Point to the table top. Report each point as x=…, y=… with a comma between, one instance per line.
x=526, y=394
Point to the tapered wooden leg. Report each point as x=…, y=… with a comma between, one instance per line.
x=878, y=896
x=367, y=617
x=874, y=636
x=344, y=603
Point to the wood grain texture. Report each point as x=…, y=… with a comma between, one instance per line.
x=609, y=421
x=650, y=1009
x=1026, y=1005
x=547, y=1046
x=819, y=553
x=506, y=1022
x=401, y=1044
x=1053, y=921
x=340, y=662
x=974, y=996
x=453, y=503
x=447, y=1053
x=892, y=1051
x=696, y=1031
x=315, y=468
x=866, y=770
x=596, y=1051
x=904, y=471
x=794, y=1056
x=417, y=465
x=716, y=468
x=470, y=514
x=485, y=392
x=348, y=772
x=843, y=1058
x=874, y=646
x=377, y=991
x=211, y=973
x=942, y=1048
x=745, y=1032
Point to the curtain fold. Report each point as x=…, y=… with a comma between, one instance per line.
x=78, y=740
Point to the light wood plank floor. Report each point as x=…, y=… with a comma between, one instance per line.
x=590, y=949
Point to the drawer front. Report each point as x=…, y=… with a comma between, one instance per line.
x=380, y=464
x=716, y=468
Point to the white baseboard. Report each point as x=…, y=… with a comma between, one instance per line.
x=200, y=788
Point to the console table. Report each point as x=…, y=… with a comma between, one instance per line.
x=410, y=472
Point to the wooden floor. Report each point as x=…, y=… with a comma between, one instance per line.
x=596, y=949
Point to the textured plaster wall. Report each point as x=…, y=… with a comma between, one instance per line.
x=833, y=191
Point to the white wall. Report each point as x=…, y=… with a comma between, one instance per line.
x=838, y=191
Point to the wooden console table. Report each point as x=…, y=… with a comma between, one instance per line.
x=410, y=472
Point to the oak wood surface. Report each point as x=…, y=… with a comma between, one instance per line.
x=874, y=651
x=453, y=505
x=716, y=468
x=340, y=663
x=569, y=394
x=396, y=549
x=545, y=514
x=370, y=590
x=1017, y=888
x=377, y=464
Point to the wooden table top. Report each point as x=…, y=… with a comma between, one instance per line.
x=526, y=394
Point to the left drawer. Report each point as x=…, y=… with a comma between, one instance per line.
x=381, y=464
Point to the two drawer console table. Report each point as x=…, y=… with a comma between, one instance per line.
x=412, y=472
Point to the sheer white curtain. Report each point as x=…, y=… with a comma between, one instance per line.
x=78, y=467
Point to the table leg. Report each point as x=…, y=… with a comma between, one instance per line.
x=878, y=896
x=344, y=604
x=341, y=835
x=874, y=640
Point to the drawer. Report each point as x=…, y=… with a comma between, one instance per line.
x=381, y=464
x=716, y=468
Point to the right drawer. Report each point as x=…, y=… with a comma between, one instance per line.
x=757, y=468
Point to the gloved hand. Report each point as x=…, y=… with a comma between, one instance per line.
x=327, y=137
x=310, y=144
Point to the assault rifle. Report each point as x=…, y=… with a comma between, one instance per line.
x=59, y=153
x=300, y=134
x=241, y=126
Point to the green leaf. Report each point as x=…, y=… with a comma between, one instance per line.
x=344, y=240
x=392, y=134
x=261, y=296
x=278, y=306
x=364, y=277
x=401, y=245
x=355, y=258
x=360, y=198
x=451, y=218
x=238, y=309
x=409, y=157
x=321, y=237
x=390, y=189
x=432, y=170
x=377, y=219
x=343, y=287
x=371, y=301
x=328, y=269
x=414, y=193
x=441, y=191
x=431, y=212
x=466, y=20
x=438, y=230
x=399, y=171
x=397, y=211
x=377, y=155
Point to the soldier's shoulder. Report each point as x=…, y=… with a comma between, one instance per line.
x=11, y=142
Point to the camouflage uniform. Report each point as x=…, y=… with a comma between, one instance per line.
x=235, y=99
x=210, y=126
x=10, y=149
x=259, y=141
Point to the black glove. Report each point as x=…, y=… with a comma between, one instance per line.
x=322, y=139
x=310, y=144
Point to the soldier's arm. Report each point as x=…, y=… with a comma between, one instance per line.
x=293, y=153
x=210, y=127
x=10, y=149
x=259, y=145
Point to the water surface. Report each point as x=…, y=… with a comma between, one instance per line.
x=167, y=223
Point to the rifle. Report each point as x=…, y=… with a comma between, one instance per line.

==*==

• What is required:
Every line from the one containing "Point to the soldier's shoulder." through the last line of the entries should be output exactly; nothing else belongs in the reply.

• Completed task:
Point to the soldier's shoulder. Report each point as x=…, y=… with a comma between, one instance per line.
x=11, y=142
Point to the camouflage uniform. Report each point as x=…, y=… with a comma between, one instance per line.
x=235, y=99
x=210, y=126
x=10, y=149
x=259, y=141
Point to the black glove. Report each point as x=…, y=… with a comma between, one instance per line.
x=322, y=139
x=310, y=144
Point to the soldier's arm. Report each point as x=…, y=… with a comma between, one instance per line.
x=293, y=153
x=210, y=127
x=10, y=149
x=259, y=145
Point to the water surface. Report each point as x=…, y=… with a comma between, one instance per line.
x=167, y=223
Point to the rifle. Report each point as x=…, y=… with a comma between, one instance per line.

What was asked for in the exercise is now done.